[Tasks and exercises]
**A.** Say whether each statement agrees with the BERT passage: (i) BERT uses only the encoder part of the transformer; (ii) training ran for the full 100 epochs; (iii) the last dense layer produced six probabilities. Give yes or no for each, with the deciding words quoted.
**B.** Please write out everything from "where Q, K, and" down to "the calculation result." in the BERT passage again, substituting "scaling factor" for "scale factor".

[Text section]
BERT utilizes only the encoder part of the transformer and learns a multi-head attention mechanism consisting of heads that operate in parallel to one another. This mechanism learns the contextual relations between sub-words in a text. Attention has the ability to assign weights to each sub-word in a sentence based on its importance. Figure 2 illustrates BERT’s classifier architecture, encoder architecture, and multi-head attention mechanism. As shown in the figure, the multi-head attention mechanism follows a special scaled dot-product attention calculation approach. This scaled dot-product attention can be expressed as:

$$\begin{aligned} \text {Attention}(Q,K_{i},V_{i})=\text {Softmax}\left( \frac{Q \times K_{i}^{T}}{\sqrt{d_{k}}} \right) \times V{i} \end{aligned}$$
(1)

where Q, K, and V are ‘Query’, ‘Key’, and ‘Value’ matrices, respectively. and \(\frac{1}{\sqrt{d_{k}}}\) is a scale factor used to adjust the calculation result.

Fig. 2
figure 2

BERT’s architecture. A BERT classifier architecture, B BERT encoder architecture, and C multi-head attention mechanism

The BERT model was fine-tuned using our video titles dataset in end-to-end fashion (training all layers from the video title at the input to the political leaning category at the output), resulting in a model in which each word is represented by 768 dimensions. A sequence of dense and dropout layers was added. The last dense layer produced six probabilities corresponding to the six political leaning categories. This architecture, which yielded the highest validation accuracy, is summarized in Table 5, and the other hyperparameters used are specified in Table 6.

Table 5 The architecture of the BERT fine-tuned model
Table 6 The hyperparameters for the BERT fine-tuned model

The implementation of BERT was done using the TF Hub model from the TensorFlow Models repository on GitHub [37]. It uses L = 12 hidden layers (i.e., Transformer encoder blocks), a hidden size of H = 768, and A = 12 attention heads. All parameters in the BERT model were fine-tuned using video titles.

The training epoch was set to 100 epochs, but the early stopping technique was activated. More specifically, during the training phase, the model validation loss was monitored, and the training was terminated automatically as soon as the validation loss remained unchanged for five consecutive epochs, indicating model convergence. Following this approach, the training stopped after 10 epochs. Given the ability of BERT’s embedding model to capture the text representation from both directions, it is sufficient to add dense classification layers with a predetermined number of categories. The dropout layer was added to avoid overfitting and improve accuracy. Given that the official BERT implementation uses the Adam optimizer [38], it was also used during the fine-tuning phase of PoLYTC.

Experimental pipeline

This section explains the different stages undertaken during our experiment. In Stage 1, the labeled video titles are prepared and cleaned. In Stage 2, the classification model is designed, trained, and validated utilizing the video title dataset. In Stage 3, the model is tested using a separate set of video titles to evaluate its performance. Finally, in Stage 4, video titles collected from 15 YouTube channels are used for model validation. Figure 3 illustrates the pipeline used in the experiments.

[Dataset section]
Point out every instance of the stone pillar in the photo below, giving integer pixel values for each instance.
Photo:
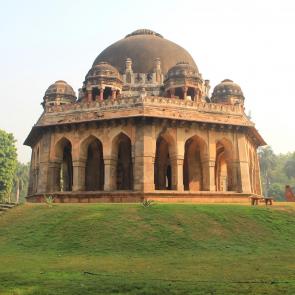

[Written answers]
**A.**
(i) Yes: "BERT utilizes only the encoder part of the transformer"
(ii) No: "the training stopped after 10 epochs"
(iii) Yes: "The last dense layer produced six probabilities corresponding to the six political leaning categories"

**B.**
where Q, K, and V are ‘Query’, ‘Key’, and ‘Value’ matrices, respectively. and \(\frac{1}{\sqrt{d_{k}}}\) is a scaling factor used to adjust the calculation result.